### Entries shown
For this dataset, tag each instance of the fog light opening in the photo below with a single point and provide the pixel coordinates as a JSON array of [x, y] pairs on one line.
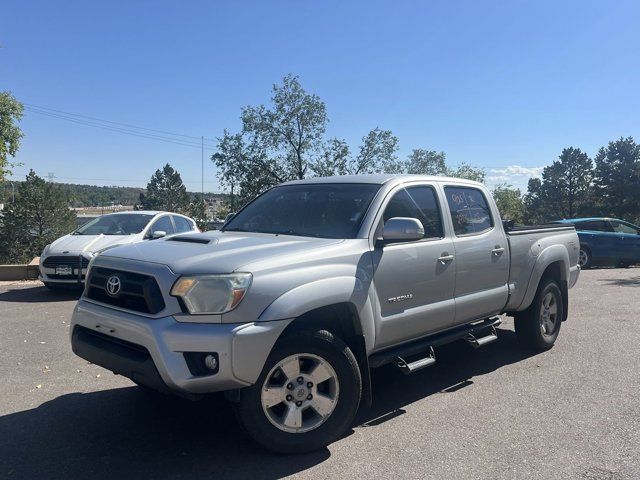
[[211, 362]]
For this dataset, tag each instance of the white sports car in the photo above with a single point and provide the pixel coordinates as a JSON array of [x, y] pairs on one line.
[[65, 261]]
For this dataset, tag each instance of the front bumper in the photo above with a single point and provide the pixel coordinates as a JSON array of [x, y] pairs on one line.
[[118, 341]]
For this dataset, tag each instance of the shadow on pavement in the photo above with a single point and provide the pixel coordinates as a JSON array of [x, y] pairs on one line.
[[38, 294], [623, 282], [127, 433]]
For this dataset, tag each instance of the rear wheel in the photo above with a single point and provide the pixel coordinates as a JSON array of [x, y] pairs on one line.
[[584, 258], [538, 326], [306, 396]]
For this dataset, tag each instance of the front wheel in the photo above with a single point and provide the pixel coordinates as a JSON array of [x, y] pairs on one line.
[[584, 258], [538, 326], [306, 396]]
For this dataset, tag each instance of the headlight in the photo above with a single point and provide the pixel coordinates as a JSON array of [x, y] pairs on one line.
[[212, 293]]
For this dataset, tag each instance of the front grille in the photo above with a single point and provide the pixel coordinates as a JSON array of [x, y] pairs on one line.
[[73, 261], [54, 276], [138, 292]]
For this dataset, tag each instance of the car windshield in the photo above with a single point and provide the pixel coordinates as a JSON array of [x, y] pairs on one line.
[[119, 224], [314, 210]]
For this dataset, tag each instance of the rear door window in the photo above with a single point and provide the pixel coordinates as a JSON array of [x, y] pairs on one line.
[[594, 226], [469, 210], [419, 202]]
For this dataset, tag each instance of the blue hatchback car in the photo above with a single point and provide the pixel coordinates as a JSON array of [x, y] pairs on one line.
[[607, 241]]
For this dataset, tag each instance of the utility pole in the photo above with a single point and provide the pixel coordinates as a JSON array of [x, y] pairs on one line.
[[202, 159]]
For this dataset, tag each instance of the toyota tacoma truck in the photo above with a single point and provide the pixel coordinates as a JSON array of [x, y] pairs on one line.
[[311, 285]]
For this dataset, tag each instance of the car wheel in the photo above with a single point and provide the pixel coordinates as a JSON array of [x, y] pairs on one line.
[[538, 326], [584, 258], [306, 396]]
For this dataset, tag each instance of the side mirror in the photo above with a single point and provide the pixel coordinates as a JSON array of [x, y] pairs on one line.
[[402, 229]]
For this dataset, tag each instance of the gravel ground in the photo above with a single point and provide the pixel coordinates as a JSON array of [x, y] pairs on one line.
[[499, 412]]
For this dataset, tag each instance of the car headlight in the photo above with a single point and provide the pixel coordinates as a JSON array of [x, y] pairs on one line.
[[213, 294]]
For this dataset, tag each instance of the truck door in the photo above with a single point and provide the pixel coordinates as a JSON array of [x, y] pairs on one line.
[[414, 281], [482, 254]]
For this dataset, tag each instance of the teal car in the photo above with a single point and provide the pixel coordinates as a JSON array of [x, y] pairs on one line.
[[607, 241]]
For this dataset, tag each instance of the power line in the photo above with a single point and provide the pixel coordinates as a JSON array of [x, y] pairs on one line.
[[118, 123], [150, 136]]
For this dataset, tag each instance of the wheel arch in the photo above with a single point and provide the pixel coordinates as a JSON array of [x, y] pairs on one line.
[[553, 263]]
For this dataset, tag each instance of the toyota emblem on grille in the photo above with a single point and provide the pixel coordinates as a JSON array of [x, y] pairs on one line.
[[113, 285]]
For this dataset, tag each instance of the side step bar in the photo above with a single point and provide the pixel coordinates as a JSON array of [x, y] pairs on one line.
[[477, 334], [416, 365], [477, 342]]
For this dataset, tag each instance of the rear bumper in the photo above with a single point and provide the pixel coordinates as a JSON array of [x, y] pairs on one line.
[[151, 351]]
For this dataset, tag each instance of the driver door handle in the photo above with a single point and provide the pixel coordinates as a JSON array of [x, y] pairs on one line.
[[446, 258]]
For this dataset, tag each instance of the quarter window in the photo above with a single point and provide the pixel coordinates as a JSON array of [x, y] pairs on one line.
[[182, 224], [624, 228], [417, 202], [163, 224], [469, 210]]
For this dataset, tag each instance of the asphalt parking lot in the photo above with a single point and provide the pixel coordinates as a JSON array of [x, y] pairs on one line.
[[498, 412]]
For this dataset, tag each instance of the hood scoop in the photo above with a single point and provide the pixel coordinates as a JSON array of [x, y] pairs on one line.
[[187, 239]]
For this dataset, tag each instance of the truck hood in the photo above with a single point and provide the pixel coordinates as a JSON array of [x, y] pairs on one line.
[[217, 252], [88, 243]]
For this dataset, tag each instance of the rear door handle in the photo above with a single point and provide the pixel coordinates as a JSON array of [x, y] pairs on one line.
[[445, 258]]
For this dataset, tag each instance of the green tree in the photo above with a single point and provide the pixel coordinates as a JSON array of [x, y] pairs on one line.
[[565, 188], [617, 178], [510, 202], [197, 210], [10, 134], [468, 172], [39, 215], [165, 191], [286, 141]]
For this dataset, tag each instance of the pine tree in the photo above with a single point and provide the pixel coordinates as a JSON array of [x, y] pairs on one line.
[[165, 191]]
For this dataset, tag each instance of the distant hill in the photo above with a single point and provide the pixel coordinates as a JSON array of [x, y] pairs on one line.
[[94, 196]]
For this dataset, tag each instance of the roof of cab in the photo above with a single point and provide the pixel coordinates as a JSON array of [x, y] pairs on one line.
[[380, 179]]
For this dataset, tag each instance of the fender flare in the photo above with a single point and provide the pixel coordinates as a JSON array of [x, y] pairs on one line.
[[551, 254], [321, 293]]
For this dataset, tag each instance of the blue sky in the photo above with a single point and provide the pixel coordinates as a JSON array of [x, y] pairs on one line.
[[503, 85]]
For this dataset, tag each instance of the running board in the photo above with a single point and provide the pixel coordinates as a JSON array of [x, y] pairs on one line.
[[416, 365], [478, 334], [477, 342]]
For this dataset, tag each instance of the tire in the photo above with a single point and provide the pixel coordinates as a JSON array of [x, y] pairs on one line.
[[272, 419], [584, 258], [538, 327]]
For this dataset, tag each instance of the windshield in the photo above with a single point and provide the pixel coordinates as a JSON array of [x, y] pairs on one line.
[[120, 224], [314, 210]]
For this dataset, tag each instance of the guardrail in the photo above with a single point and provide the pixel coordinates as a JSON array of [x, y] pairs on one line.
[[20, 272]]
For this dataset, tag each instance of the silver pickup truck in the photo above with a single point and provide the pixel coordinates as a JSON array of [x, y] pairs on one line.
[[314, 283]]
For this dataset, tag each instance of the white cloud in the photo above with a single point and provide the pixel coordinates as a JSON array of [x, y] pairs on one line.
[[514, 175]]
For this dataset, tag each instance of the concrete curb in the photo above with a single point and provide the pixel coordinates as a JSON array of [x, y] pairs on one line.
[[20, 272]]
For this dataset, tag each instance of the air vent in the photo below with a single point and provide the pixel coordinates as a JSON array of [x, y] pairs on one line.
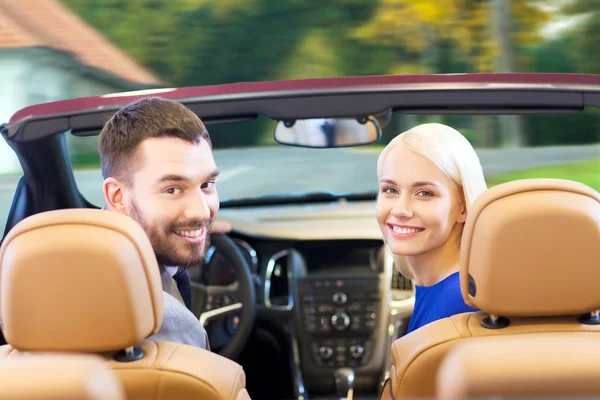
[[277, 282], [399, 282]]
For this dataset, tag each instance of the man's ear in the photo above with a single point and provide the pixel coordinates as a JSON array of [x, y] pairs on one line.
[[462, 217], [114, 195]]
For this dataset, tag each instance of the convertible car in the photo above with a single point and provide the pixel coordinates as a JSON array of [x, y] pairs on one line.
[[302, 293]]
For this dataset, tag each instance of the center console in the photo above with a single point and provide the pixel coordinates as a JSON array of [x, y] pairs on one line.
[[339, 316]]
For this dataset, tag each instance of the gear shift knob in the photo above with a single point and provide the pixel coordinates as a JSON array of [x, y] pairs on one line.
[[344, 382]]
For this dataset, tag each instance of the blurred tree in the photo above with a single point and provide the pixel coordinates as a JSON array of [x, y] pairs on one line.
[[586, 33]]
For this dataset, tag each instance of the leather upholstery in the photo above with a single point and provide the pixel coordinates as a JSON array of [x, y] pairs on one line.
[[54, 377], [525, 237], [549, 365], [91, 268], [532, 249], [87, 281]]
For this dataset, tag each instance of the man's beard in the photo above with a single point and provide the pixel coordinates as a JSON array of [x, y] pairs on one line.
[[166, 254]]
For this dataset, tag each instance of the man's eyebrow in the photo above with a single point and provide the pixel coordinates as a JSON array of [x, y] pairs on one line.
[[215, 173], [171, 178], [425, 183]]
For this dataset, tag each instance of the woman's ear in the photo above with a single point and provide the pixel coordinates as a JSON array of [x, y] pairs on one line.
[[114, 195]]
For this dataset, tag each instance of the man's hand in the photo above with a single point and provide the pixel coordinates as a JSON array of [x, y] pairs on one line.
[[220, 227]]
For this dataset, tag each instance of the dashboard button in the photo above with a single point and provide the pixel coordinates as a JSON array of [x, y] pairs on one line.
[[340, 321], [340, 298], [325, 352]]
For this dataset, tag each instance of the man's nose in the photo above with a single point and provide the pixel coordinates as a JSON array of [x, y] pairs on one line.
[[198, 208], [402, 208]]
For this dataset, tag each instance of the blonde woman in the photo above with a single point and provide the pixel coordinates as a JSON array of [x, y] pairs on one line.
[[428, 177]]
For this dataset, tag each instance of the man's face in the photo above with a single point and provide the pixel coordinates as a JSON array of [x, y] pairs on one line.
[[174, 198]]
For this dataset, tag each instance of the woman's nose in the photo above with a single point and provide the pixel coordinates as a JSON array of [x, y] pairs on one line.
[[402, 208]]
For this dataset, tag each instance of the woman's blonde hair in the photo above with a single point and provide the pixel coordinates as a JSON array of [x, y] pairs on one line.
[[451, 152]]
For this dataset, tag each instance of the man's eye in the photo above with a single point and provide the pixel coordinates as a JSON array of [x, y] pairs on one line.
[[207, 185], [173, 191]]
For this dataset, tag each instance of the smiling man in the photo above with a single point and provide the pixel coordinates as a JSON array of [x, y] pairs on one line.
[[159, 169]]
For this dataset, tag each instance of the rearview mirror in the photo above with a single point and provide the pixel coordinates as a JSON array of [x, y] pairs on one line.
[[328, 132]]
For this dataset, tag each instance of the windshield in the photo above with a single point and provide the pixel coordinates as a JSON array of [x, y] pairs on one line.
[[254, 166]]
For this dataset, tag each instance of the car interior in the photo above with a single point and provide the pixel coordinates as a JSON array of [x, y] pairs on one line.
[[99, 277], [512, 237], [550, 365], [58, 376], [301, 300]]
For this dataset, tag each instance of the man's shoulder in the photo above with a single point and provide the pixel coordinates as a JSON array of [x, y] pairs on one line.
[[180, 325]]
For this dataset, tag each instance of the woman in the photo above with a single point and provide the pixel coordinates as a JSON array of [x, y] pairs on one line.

### Problem
Reproduce the lines of the listing between the one holding "For this dataset, tag each instance of the smiling" and the one holding "[[159, 169]]", inclusive, swapping "smiling" for "grinning" and leaving everything else unchanged.

### Worked solution
For this dataset, tag each instance of the grinning man in the photo above with a single point and provide the pixel coordinates as a JSON array of [x, y] pairs on one line.
[[159, 169]]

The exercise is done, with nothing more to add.